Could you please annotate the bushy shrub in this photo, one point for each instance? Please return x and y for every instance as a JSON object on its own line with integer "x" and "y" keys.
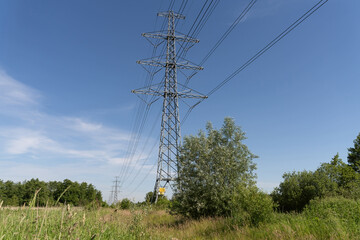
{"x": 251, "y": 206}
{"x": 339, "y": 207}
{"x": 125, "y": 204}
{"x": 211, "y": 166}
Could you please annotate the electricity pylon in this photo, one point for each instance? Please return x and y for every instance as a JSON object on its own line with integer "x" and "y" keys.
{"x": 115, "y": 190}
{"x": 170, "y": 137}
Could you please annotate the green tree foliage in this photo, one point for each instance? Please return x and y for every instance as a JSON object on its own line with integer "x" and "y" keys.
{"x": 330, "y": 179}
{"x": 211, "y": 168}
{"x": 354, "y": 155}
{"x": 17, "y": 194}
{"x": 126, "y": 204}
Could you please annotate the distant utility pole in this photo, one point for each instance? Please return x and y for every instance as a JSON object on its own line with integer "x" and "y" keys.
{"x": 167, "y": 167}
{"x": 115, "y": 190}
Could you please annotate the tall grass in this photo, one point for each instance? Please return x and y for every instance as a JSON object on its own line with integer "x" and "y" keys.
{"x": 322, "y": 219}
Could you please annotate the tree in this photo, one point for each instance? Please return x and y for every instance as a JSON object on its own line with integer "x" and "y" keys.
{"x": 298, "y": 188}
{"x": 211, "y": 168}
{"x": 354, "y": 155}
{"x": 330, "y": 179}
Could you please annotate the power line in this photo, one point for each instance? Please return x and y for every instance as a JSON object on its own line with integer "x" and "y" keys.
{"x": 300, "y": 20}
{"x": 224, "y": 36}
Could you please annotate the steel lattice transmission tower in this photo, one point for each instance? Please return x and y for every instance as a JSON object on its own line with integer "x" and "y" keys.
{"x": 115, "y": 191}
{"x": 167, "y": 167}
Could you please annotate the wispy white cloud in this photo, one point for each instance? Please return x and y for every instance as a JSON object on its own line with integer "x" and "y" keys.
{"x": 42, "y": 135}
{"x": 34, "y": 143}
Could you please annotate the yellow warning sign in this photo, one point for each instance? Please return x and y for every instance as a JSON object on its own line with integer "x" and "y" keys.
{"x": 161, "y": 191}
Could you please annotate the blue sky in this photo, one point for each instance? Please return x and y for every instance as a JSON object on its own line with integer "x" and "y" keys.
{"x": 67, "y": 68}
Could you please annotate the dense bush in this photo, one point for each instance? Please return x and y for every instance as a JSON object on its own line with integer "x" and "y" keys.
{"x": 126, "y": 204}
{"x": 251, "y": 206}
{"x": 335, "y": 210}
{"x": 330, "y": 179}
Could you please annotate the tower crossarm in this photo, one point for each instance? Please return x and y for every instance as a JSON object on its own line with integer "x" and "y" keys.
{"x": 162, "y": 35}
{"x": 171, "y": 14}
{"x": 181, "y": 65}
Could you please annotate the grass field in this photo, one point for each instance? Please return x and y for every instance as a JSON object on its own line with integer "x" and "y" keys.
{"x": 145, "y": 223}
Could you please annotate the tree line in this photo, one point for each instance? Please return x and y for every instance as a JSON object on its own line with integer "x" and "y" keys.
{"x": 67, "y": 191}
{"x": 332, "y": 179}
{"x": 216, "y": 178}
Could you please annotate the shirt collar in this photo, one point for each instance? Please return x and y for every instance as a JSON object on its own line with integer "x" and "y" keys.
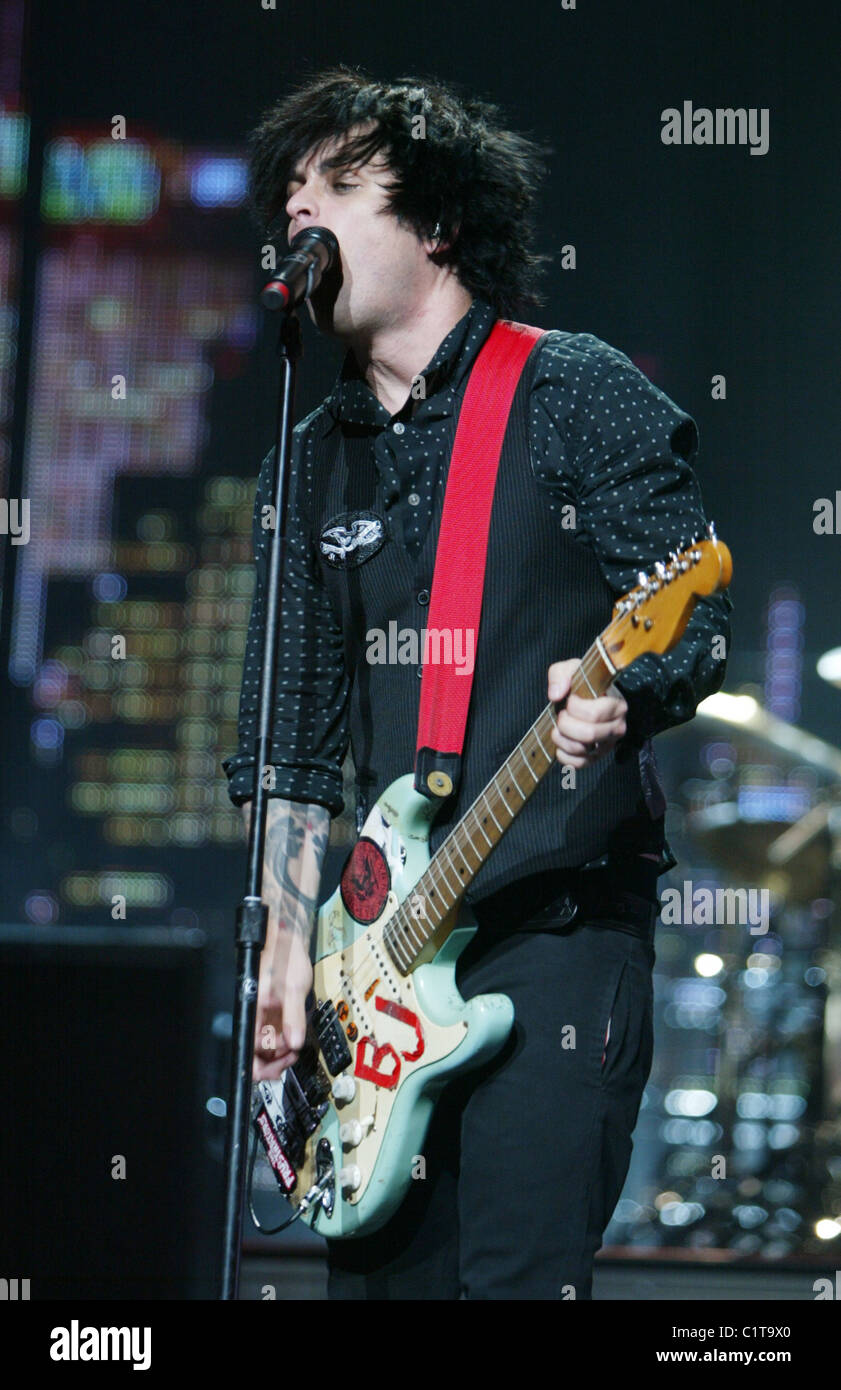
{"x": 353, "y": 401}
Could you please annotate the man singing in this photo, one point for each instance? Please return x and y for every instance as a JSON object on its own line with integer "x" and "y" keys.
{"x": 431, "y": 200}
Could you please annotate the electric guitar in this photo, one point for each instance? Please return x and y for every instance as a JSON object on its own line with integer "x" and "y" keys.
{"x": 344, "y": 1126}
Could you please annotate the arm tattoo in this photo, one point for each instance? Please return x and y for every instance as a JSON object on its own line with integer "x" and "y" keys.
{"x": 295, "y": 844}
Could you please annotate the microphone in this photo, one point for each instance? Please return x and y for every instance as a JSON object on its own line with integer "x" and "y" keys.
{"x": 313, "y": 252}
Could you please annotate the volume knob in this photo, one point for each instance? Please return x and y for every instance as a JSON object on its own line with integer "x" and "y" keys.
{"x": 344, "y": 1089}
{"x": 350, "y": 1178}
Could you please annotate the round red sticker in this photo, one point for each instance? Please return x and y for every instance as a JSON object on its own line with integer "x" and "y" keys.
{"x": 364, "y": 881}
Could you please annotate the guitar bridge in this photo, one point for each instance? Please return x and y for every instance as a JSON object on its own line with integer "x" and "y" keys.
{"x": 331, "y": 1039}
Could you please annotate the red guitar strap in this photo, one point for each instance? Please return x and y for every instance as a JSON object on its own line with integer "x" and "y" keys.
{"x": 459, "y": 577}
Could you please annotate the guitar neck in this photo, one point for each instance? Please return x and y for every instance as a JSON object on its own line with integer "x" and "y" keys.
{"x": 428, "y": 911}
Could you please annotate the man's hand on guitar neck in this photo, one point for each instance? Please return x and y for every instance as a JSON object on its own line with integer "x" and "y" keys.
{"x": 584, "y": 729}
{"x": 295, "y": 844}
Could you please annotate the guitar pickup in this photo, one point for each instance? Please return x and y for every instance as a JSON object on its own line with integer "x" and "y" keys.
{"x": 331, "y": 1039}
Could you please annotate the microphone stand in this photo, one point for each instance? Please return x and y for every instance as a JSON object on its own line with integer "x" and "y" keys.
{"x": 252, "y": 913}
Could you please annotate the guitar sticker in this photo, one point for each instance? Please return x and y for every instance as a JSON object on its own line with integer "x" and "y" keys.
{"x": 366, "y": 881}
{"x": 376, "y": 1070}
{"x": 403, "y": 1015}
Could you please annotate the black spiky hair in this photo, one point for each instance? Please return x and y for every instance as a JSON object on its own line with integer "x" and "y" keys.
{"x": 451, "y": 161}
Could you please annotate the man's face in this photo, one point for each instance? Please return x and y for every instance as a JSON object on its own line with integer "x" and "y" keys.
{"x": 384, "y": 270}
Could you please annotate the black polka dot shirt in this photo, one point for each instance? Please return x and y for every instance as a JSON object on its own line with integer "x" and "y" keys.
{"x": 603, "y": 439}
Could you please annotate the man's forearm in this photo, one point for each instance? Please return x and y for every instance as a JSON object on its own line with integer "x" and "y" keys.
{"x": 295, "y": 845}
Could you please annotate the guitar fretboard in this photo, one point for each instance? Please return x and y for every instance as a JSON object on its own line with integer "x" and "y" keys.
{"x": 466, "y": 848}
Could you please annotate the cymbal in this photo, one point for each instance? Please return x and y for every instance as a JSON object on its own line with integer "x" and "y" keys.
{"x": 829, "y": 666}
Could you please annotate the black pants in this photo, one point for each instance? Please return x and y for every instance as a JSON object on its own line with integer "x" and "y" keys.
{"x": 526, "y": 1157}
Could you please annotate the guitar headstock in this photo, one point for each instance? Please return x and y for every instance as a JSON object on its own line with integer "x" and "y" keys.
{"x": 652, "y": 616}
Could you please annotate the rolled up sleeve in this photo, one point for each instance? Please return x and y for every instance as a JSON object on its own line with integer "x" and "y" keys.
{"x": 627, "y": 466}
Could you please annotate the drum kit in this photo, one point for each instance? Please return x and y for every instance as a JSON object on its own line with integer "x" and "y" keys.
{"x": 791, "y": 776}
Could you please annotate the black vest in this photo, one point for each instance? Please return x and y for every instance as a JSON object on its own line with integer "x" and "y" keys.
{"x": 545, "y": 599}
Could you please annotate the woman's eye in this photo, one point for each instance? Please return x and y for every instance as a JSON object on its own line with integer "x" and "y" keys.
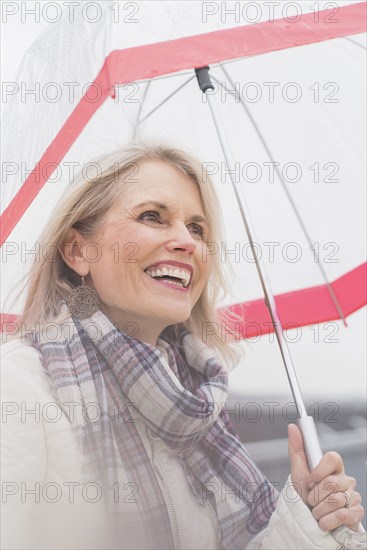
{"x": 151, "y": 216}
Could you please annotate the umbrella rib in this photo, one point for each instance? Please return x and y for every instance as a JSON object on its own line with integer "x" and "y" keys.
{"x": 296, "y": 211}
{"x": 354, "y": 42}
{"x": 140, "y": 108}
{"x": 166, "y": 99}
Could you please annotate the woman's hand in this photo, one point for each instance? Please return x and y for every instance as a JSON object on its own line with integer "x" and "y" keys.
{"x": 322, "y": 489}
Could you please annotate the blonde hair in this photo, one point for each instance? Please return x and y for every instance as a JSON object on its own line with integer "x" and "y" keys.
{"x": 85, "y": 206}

-------

To do: Retype exactly, please, each line from the line that contains "Could you please annotate the umbrella" through the last line of the entries above, with nothing added.

Answer below:
Could you please annotate the umbrella rib in this photo, one point for each instance? Please return x and y for every instance as a JSON object on its own line with integer "x" and "y" keys.
{"x": 296, "y": 211}
{"x": 354, "y": 42}
{"x": 140, "y": 108}
{"x": 166, "y": 99}
Could you please annotate the woman's hand in this photo, one point for each instance? Please return x and y for every instance as a JSON object on its own line with integer "x" and "y" keys.
{"x": 322, "y": 489}
Could you please annotate the blonde hair in this photo, one point for each instance? Please return x and y for every instance as a JSON object on its own line with integer "x" and "y" keys.
{"x": 85, "y": 206}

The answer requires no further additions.